* Prompt *
Please copy every line of the data, from the top through the line that contains "[451,382,600,400]", and shift each bounding box coordinate up by 138.

* Records *

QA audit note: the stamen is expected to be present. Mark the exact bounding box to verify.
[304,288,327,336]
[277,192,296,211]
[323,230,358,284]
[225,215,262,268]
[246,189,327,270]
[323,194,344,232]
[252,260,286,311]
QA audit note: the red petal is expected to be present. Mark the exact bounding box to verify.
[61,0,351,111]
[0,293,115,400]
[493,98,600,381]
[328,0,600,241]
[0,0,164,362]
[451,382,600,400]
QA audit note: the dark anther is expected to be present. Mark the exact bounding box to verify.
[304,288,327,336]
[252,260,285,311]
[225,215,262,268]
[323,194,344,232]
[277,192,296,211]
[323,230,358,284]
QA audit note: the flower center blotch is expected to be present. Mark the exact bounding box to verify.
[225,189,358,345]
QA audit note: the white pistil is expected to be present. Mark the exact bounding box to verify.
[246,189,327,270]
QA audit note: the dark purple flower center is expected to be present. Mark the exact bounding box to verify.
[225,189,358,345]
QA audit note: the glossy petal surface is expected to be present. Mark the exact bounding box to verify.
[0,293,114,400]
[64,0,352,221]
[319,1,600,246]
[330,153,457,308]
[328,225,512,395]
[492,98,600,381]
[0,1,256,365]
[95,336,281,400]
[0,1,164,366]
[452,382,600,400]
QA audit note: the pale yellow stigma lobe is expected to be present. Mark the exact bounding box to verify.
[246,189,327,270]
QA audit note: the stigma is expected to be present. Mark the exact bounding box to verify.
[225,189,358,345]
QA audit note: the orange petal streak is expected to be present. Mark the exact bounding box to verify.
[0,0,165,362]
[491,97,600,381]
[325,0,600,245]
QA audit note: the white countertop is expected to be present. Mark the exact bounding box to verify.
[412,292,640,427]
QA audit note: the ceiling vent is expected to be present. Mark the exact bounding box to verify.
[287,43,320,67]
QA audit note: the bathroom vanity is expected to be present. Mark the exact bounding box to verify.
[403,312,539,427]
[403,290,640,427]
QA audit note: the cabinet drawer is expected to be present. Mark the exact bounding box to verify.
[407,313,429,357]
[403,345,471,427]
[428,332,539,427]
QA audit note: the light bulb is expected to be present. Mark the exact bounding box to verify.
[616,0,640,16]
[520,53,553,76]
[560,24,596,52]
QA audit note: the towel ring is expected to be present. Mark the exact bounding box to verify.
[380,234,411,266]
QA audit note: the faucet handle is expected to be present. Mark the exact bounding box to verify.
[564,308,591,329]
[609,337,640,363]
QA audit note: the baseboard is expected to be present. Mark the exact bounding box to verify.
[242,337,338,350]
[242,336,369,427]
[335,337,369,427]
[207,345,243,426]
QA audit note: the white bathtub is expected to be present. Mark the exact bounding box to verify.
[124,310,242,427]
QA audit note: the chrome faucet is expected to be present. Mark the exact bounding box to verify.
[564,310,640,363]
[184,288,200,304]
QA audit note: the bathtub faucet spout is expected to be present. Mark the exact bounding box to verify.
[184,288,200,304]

* The completed task *
QA audit note: the stamen is expected to be present. Mark the exact bounding box to verify.
[442,426,465,474]
[415,330,434,349]
[461,368,496,422]
[363,353,400,406]
[384,327,465,408]
[461,332,482,370]
[390,398,424,449]
QA audit note: the red petal is expected to be present. Mark the exact bounding box to verify.
[199,138,489,249]
[138,431,253,538]
[631,236,738,519]
[466,138,738,379]
[138,138,302,500]
[589,520,738,538]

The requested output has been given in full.